FRAGMENTO DEL TEXTO:
***

Una encuesta de NC Report, realizada el 23 de octubre, permitía a algún analista confiar en la solución aritmética al problema catalán: si los partidos constitucionalistas lograran 300.000 votos más de los que lograron en las anteriores elecciones de 2015 podrían alcanzar la mayoría absoluta de 68 escaños en el Parlament. Otro sondeo de Sigma Dos, realizado en las mismas fechas, también apunta a la pérdida de mayoría absoluta del independentismo. Pudiera ser así, pero lo cierto es que no resulta fácil pensar en movilizar a mucha más gente de la que votó en las elecciones de 2015, con un récord de participación del 77%. Por otra parte, una encuesta de Metroscopia sigue reflejando una división casi a partes iguales entre constitucionalistas e independentistas, si bien la posición de los segundos varía en función del escenario que se plantea tras la independencia. Y otro estudio del Centro de Estudios de Opinión (CEO) señala que el sí a la independencia obtendría un apoyo del 48,7% de los catalanes (del mayor porcentaje favorable a la separación desde 2014, cuando se comenzó a formular la pregunta), frente al 43,6% que se opondría.

***

ENTRADAS MOSTRADAS:

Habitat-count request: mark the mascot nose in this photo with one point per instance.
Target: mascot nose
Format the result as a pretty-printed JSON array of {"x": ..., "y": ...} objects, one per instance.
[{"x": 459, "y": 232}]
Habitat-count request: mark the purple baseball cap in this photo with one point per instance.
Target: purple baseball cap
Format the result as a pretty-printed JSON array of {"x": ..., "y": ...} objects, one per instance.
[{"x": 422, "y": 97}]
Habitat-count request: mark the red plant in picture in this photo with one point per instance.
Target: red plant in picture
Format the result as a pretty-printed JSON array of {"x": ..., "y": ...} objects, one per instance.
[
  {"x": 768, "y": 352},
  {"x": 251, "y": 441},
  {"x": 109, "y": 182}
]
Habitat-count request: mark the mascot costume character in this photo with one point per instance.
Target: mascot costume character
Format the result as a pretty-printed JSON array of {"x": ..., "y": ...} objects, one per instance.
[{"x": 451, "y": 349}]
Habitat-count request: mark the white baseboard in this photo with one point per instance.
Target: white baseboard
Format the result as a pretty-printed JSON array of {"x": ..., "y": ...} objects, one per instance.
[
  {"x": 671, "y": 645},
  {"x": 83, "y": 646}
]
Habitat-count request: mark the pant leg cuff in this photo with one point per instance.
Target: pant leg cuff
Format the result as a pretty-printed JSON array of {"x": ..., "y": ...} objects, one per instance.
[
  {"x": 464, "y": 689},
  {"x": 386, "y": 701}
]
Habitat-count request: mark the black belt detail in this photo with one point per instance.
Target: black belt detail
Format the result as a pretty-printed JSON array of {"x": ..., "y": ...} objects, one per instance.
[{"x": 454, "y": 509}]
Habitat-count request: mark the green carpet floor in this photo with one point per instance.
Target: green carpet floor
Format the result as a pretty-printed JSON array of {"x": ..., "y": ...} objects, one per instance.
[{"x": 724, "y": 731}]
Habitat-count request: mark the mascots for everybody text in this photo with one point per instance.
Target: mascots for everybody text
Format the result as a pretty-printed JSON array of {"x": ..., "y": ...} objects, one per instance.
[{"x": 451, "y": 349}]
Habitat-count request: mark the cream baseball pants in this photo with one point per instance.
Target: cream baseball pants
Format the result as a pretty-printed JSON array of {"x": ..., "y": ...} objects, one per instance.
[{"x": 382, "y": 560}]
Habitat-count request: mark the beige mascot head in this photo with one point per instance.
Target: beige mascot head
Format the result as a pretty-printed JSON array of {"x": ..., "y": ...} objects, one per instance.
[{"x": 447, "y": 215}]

***

TAREA ASIGNADA A:
Según el fragmento sobre las encuestas electorales en Cataluña, ¿qué porcentaje de participación se alcanzó en las elecciones de 2015?
TAREA ASIGNADA B:
Indica si cada afirmación coincide con el fragmento sobre las encuestas electorales en Cataluña y cita las palabras del fragmento que lo deciden. (i) La encuesta de NC Report se realizó el 23 de octubre. (ii) El sondeo de Sigma Dos prevé que el independentismo mantendrá la mayoría absoluta. (iii) Según el CEO, el 43,6% de los catalanes se opondría a la independencia.
TAREA ASIGNADA C:
Retoma el fragmento sobre las encuestas electorales en Cataluña y continúalo a partir de su última oración.

RESPUESTA A:
Se alcanzó un récord de participación del 77%.

RESPUESTA B:
(i) Sí: «Una encuesta de NC Report, realizada el 23 de octubre».
(ii) No: «también apunta a la pérdida de mayoría absoluta del independentismo».
(iii) Sí: «frente al 43,6% que se opondría».

RESPUESTA C:
En el fondo, lo que se espera es que las elecciones del 21-D sean las del desempate: que la aritmética electoral resuelva lo que la política no sólo no ha solucionado, sino que ni tan siquiera ha afrontado. ¿Qué va a hacer el Gobierno español cuando el día 22 compruebe que los independentistas seguimos siendo tantos, si no más, como antes?, inquiere un Puigdemont no sé si asilado en Bruselas, pero sí aislado de la realidad de Cataluña. “Tenemos que ganar al secesionismo en las urnas. ¿No querían votar?, pues que voten, hay que trabajar por ganarles en las urnas”, proclamaba una de las intervinientes en la manifestación del 29 de octubre de Societat Civil Catalana. Pero, ¿no es también el secesionismo parte constitutiva de esa misma sociedad civil?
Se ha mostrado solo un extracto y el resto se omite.